• SELECTED EXCERPT:
────────────────

Give us today our daily bread. And forgive us our debts, as we also have forgiven our debtors. 
And lead us not into temptation, but deliver us from the evil one, 
for yours is the kingdom and the power and the glory forever. Amen." 

we witnessed rescue workers and the emergency response support vehicles with volunteers who were there to feed them. i remembered Mr. Rogers' comment to "always look for the helpers." as we neared our homes, we parted ways as my friends continued towards their house, & i turned south to finish the stretch. 

approaching my front lawn, i nearly turned towards my front step to call it a night, but then a few arguments started rolling through my mind as to why i should add a few more miles to cover a longer run i had missed earlier in the week, so i set back out towards the river. turning north again along the parkway, i contemplated that nudge to keep going, to give more. i wondered & hoped that someone else might reply to a similar nudge to give more for the kids as a response to my steps. maybe they, too, would be willing to sacrifice the comfort of taking the easy route in order to give more to meet the need of another? 

a few blocks further, as i passed two people running toward me, i realized that i knew one of them! the guy who had just passed me was a friend from college in Colorado who i hadn't seen in probably 7 years! i turned around & shouted out to him, & was able to spend a few minutes catching up briefly. what a joy it is to be known. we parted ways & i headed back towards the school. this time, i spent more time observing & praying... & i ran into another teammate, a Minnehaha Academy alumni, who i hadn't seen in nearly 2 years. both encounters were reminders of this broader family i sometimes lose sight of & reconnecting was a gift of encouragement.

in the end, this little nudge did more than just help me check off a longer training run.
it brought me into a space to hear & see:

.

i see restoration breaking in from all sides. 
 God's kingdom is coming to the place where i am, right into my neighborhood. 
 His presence is a place of healing that overcomes the brokenness, of community that unifies despite every lie that tries to divide us. we are neighbors, human & limited individually, but together we are powerful; with God we are unstoppable. with these people who make up the church, we "go farther together." we dare to look on the rubble, the tired & hungry laborer, the thirsty child - & we dare to do more than just look: we stand with the hurting, lift up the broken, run for the walking, & ask on behalf of those beyond earshot. 

.

if i didn't have friends to "go farther together" with, i might not go at all most of the time. without knowing that my brothers & sisters are walking for water, i wouldn't go at all, period. but tonight i'm glad i did, & that by going, it brought me to a place where i could hear. i'm glad that i listened to the prompt to give more in miles & prayer, that i get to feel connected to this place - my home, my neighborhood, my world... i'm grateful that i have a way to love people around me & that i am capable of affecting change across the globe.

to be honest, it's completely possible that the greatest significance of this day was that i made space to listen. i hear that i am a part of this bigger story, even if silence sometimes seems predominant. thankfully, hearing is only half of the equation.

i want to know what you hear & see, 
& i want to help you make space & time to listen.

────────────────

• RECORD EXCERPTS:
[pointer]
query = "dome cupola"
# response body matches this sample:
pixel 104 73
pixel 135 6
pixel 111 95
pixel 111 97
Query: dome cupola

────────────────

• CHALLENGE:
In the evening-run reflection, about how long had it been since the writer last saw the friend from college in Colorado?

• TASK ANSWER:
Probably 7 years.